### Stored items
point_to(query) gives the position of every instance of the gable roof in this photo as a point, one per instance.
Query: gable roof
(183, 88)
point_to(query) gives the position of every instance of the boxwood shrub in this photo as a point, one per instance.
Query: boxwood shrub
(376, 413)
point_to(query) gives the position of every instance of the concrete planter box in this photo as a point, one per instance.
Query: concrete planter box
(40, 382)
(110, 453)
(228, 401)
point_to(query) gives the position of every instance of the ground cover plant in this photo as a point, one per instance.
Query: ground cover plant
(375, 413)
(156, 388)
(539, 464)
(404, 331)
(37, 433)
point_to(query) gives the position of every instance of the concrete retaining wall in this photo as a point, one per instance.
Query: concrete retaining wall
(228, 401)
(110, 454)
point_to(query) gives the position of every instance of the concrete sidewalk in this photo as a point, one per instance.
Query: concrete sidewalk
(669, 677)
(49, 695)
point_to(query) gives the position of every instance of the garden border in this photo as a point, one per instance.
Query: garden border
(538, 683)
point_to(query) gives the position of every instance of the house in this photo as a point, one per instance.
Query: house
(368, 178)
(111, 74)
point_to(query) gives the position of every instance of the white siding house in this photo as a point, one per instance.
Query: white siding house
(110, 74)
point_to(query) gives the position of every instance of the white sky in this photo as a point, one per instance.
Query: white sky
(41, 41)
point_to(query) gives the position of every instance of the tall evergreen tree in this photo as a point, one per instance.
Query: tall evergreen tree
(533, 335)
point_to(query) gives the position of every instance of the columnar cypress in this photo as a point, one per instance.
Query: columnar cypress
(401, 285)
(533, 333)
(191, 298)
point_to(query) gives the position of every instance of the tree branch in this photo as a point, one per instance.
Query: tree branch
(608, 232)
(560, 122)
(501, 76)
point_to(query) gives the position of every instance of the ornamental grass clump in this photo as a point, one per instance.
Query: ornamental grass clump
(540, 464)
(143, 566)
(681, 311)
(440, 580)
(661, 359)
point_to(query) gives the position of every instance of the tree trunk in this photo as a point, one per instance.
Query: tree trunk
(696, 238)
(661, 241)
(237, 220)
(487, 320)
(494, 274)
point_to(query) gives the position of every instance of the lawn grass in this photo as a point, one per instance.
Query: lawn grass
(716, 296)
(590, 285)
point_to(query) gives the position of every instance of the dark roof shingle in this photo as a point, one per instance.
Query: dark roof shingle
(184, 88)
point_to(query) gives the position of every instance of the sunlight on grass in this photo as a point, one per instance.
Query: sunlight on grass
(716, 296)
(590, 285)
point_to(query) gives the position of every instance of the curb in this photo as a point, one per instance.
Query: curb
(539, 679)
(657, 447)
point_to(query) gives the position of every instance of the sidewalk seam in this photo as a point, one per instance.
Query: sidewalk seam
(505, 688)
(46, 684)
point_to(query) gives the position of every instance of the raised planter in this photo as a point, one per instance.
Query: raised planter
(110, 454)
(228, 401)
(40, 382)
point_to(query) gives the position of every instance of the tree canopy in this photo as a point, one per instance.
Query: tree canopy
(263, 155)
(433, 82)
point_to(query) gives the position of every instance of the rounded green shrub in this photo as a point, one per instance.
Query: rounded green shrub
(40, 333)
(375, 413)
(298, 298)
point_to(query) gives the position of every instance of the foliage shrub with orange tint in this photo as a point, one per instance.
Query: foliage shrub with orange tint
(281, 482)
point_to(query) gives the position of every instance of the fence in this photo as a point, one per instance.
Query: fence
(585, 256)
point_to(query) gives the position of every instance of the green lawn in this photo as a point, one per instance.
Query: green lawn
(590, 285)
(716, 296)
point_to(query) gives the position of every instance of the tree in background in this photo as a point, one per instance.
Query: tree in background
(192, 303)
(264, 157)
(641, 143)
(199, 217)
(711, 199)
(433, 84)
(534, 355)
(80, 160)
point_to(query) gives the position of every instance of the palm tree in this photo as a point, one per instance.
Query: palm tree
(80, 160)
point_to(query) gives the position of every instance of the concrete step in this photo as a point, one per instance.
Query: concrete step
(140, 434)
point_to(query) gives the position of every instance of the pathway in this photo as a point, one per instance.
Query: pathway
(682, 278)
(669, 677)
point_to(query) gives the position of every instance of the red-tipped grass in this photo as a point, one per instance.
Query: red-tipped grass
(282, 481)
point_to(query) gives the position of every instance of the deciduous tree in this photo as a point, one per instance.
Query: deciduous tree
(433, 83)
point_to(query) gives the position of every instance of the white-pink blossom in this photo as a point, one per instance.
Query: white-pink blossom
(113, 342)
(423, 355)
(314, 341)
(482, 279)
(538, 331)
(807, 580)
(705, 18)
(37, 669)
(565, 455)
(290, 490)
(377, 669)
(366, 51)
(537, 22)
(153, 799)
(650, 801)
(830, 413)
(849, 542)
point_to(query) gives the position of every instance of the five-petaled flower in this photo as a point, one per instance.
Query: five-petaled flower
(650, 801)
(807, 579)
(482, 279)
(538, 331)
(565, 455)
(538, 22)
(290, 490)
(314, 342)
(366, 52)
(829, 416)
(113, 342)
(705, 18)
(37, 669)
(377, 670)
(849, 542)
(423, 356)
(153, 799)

### Goal of the exercise
Leave out every line above except those from the line with "of the sunlight" up to and including the line with "point_to(query) gives the position of every instance of the curb", and copy those exactly.

### Exercise answer
point_to(query) gives the position of every instance of the sunlight on grass in this photo as a point, one per instance.
Query: sunlight on grass
(716, 296)
(590, 285)
point_to(query) gives the position of every instance of the curb in this photo as a point, one per instance.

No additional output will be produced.